Keeping every line intact, repeat the data word for word.

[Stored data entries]
+ + + + +
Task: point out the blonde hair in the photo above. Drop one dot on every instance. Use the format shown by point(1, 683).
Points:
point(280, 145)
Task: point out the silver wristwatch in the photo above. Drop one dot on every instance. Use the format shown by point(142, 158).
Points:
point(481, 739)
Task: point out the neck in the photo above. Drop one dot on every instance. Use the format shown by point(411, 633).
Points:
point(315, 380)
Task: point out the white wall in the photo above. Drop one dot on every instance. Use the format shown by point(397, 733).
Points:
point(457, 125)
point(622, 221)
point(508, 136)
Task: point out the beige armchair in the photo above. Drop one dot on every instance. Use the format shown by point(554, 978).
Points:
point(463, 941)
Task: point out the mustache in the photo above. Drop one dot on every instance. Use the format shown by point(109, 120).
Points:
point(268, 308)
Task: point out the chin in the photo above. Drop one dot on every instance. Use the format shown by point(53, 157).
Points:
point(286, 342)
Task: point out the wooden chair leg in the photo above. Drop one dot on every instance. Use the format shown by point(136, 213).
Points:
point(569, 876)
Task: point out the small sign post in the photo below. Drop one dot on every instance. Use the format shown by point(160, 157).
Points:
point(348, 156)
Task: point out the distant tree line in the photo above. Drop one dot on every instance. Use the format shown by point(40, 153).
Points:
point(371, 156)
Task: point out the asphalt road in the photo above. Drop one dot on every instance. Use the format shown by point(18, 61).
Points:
+ + + + +
- **SOLUTION**:
Task: point out the blonde hair in the photo above. Drop one dot on every instance. Use the format shown by point(1, 683).
Points:
point(280, 145)
Task: point out the silver wristwatch in the photo above. Drop one dot on every instance. Use the format shown by point(142, 158).
Points:
point(481, 739)
Task: point out the neck in the photo above. Drop one dot on every instance. Use the format shown by point(411, 633).
Points:
point(315, 380)
Task: point out the white wall in the photo above. Drop one dot on every instance. Use the format shown by point(397, 733).
Points:
point(457, 125)
point(622, 221)
point(508, 136)
Task: point out the beige armchair in the photo above. Drop one dot on every instance. Use the format shown by point(554, 978).
Points:
point(463, 941)
Task: point out the mustache in the photo above. Drop one dot on every instance. Use the format shown by point(109, 120).
Points:
point(268, 308)
Task: point out the chin in the photo above. Drop one dot on every instance. Use the format shown by point(53, 157).
Points:
point(286, 342)
Task: point out the wooden chair leg in the photo above. Drop one dot on every instance. Use the format shown by point(136, 213).
Points:
point(569, 876)
Task: point out the small sign post in the photo below. Drop one dot on every instance. Use the format shown by point(160, 157).
Points:
point(348, 156)
Task: point out the distant tree line in the photo above. Drop one dot on every instance. Use the format shown by point(40, 153).
Points:
point(371, 156)
Task: point out the asphalt road in the photo above. Drop one dot on every instance. Use the format shown by point(18, 61).
Points:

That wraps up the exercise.